SET EXERCISE — Write out every line of the records below again, raising each coordinate in the listed points by 109. Leave the pictures out.

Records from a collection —
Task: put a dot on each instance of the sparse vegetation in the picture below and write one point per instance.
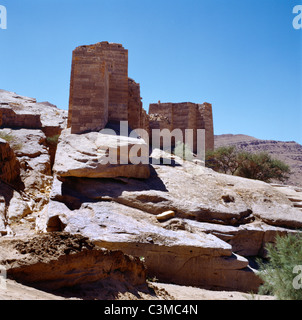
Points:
(260, 166)
(280, 275)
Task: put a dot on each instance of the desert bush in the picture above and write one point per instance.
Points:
(280, 275)
(223, 159)
(259, 166)
(11, 140)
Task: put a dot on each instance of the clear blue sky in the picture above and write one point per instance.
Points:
(243, 56)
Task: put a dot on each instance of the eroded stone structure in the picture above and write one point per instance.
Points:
(101, 92)
(184, 116)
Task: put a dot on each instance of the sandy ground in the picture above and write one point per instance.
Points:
(17, 291)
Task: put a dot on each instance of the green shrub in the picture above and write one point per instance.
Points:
(11, 140)
(279, 273)
(260, 166)
(223, 159)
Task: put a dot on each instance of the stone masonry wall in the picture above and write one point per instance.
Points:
(98, 86)
(184, 116)
(9, 118)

OUTPUT BELOW —
Task: put a dot on each instance of the sparse vegetation in the picture below and write one point per instance.
Points:
(369, 275)
(389, 384)
Task: put a dot on each instance of the desert bush in the picture above and write one point per instance.
Points:
(389, 384)
(332, 268)
(368, 275)
(120, 249)
Task: put a dot on each instance of the clear blue sky in the picture above and write one point per instance.
Points:
(352, 165)
Task: put a dot on each instance of the eroded stone structure in the picture above and write one point per instance.
Points:
(210, 201)
(293, 225)
Task: put a dot on each instance of the sandy ground in the picture above and write one point per instance.
Points:
(126, 400)
Task: put a dot on each instance of the green shrub in the picture above and write one point per instance.
Points:
(120, 249)
(388, 382)
(369, 275)
(332, 268)
Task: put a dot on each instance of the stone masonry wall in the picture above and write one point per instance.
Points:
(207, 195)
(293, 225)
(118, 227)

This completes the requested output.